Data provided —
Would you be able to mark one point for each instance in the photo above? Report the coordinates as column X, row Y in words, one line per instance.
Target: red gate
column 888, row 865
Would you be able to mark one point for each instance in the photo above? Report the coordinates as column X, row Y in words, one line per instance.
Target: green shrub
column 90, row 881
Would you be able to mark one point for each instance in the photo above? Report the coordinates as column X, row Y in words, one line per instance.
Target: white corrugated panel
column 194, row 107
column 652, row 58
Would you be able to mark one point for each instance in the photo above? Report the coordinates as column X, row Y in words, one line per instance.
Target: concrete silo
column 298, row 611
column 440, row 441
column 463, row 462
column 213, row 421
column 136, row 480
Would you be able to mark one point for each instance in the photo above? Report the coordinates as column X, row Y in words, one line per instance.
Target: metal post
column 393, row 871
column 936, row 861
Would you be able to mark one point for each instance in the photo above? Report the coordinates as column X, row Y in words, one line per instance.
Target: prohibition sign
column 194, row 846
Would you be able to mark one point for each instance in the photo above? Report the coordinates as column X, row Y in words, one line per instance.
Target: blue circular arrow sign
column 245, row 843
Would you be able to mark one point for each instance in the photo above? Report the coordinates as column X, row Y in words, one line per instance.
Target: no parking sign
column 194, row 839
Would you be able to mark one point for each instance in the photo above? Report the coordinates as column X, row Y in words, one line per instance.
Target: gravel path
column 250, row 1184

To do — Copy every line of the records above word for word, without changing anything.

Finished task —
Would you be able to mark one point for each instance in the photo above? Report the coordinates as column X, row Y in words, one line per instance.
Target: red gate
column 888, row 865
Would you be able to mark one point for each instance in the photo above? Report the coordinates as column X, row Y in words, one line per instance.
Target: green shrub
column 90, row 881
Would you be able to mark one point for each instance in the photo above? Report the coordinates as column X, row Y in words, one line per instance.
Target: white corrugated panel
column 194, row 107
column 652, row 58
Would you be able to mark one point for each instance in the photo above? Report the coordinates as column X, row Y in words, one line per instance.
Target: concrete silo
column 298, row 611
column 440, row 441
column 463, row 462
column 213, row 421
column 136, row 480
Would you be able to mark one point for each instance in the photo above? Report the coordinates as column X, row Y in words, one line per instance.
Target: metal post
column 393, row 871
column 936, row 861
Would you be able to mark one point for each instance in the photo above? Report the coordinates as column X, row Y in words, one line per instance.
Target: prohibition sign
column 194, row 846
Would you be able to mark one point for each instance in the photo above? Report the coordinates as column X, row Y in words, one line per instance.
Target: blue circular arrow sign
column 245, row 843
Would you be able to mark one point for each instance in the photo above? Report the coordinates as column X, row Y in words, one line per instance.
Target: no parking sign
column 194, row 839
Would you be able to mark one point for each instance in the photo above? Report the coordinates as column X, row Y in words, one line per instance.
Target: gravel path
column 250, row 1184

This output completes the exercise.